= WRITTEN PROBLEM =
Every line from the one with "Can you see the white backsplash" through the end of the records below should be restated word for word, and nothing outside that span.

= TASK INPUTS =
__________

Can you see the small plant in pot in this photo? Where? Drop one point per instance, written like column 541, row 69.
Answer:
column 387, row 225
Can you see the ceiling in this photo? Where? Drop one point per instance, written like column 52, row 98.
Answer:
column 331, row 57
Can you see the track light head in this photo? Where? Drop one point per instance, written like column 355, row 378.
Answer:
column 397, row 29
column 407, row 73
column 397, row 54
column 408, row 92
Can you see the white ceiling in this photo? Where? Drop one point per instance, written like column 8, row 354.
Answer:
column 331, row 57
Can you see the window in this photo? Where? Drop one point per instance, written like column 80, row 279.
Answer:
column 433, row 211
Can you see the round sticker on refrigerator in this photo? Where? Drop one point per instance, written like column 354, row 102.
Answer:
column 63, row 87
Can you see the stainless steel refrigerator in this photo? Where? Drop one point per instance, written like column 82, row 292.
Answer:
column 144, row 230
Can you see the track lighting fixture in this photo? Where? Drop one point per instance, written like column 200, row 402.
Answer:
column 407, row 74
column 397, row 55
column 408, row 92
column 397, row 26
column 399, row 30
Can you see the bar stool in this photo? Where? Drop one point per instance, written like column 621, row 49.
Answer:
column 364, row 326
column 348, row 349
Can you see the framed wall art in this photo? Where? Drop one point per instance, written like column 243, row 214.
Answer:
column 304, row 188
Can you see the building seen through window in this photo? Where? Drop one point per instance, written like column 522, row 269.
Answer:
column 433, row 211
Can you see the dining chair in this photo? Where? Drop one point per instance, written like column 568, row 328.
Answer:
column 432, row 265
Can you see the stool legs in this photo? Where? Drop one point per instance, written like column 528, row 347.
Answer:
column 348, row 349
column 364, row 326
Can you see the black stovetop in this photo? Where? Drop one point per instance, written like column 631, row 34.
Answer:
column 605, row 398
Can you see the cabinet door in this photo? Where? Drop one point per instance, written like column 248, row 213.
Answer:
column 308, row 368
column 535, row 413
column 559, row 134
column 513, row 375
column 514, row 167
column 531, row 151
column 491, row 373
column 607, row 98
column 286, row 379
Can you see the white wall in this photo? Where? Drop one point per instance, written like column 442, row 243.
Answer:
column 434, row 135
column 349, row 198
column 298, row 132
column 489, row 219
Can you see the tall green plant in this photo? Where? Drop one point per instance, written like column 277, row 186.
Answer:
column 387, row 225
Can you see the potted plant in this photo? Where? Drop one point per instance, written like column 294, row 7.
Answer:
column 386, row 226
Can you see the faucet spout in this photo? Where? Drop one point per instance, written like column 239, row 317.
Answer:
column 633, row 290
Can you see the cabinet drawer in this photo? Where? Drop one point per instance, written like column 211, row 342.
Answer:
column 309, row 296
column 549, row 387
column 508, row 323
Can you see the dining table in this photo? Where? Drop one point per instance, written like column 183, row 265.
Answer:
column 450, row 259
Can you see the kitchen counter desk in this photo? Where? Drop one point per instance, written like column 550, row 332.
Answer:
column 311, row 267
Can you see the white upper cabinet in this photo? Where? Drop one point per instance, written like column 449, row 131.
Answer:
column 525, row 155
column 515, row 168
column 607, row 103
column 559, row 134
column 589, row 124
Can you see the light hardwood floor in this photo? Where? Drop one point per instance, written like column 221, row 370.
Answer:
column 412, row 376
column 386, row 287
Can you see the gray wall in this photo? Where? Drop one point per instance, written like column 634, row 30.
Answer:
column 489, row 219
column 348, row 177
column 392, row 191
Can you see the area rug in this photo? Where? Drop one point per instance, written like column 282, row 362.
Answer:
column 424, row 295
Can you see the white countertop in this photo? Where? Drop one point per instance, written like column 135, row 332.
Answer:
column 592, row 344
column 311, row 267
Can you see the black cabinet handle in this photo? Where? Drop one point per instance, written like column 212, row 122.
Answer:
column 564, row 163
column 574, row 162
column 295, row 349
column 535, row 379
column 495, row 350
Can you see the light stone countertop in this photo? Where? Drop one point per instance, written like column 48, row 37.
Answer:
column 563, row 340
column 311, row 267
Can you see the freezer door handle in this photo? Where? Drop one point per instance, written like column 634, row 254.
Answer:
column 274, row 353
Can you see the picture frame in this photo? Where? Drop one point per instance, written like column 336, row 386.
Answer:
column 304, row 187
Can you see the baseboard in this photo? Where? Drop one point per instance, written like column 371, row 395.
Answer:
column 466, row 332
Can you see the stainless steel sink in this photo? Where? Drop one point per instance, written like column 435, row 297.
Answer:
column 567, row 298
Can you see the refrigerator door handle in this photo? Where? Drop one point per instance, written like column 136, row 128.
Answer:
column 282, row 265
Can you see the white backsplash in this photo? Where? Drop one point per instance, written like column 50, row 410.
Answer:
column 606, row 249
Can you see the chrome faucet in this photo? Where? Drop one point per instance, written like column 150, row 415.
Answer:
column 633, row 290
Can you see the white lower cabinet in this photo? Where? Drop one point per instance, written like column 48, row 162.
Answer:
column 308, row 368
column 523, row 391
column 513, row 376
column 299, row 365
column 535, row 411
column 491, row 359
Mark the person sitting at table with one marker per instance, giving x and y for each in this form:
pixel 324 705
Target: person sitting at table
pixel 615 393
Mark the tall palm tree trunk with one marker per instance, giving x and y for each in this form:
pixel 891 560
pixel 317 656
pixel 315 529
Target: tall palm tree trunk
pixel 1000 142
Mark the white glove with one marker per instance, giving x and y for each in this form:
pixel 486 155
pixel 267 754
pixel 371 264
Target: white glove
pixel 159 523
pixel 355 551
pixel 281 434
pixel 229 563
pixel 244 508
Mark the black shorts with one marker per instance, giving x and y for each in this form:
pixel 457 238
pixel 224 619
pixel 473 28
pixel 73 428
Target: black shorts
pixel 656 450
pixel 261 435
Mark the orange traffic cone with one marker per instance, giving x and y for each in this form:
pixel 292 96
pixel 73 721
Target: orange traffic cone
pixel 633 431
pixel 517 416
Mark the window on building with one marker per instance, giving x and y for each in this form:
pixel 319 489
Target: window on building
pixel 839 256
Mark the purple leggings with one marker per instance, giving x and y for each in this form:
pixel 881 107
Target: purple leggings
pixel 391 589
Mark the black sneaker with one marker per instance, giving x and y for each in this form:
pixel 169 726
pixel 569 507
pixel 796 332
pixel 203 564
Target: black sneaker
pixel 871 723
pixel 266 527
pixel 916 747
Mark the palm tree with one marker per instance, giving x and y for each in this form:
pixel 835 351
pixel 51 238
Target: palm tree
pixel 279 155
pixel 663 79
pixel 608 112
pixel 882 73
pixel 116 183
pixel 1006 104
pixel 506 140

__________

= TASK SOLUTION =
Can you see the white backsplash in this photo? Where? Drop one point per instance, written like column 50, row 410.
Answer:
column 606, row 249
Can you see the chrome faucet in this photo? Where? Drop one point per instance, written like column 150, row 415.
Answer:
column 633, row 290
Can you see the white lower cabinet in this photo? Where? Drop one point per instance, written like column 48, row 162.
Answer:
column 308, row 368
column 523, row 391
column 513, row 376
column 299, row 365
column 535, row 411
column 491, row 359
Mark the person sitting at table with one marker per instance, giving x and y for each in this form:
pixel 324 705
Target: person sitting at table
pixel 615 393
Mark the tall palm tree trunk with one marker per instance, giving x and y for each in this form:
pixel 891 560
pixel 317 656
pixel 315 529
Target: tall palm tree trunk
pixel 1000 142
Mark the white glove with one marker per instance, giving x and y for each in this form:
pixel 486 155
pixel 267 754
pixel 371 264
Target: white glove
pixel 159 523
pixel 355 551
pixel 281 434
pixel 229 563
pixel 244 508
Mark the black shorts with one marker per instance, giving x and y for each in this form:
pixel 457 238
pixel 224 619
pixel 473 28
pixel 73 428
Target: black shorts
pixel 656 450
pixel 261 435
Mark the orange traffic cone with one marker per instance, giving x and y for each in this form:
pixel 292 96
pixel 73 721
Target: orange traffic cone
pixel 633 431
pixel 517 416
Mark the window on building with one marker per instance, giving x and y for each in this form:
pixel 319 489
Target: window on building
pixel 839 256
Mark the purple leggings with one marker per instance, giving x and y for each in this form:
pixel 881 107
Target: purple leggings
pixel 391 589
Mark the black sneaker with one marker per instance, giving x and y for each in this form:
pixel 169 726
pixel 569 507
pixel 796 332
pixel 203 564
Target: black sneaker
pixel 871 723
pixel 266 527
pixel 916 747
Mark the palm tree with one marker per instance, giving x and y for each in this form:
pixel 835 351
pixel 51 238
Target: palm tree
pixel 279 155
pixel 663 79
pixel 608 112
pixel 882 73
pixel 116 183
pixel 1006 104
pixel 506 140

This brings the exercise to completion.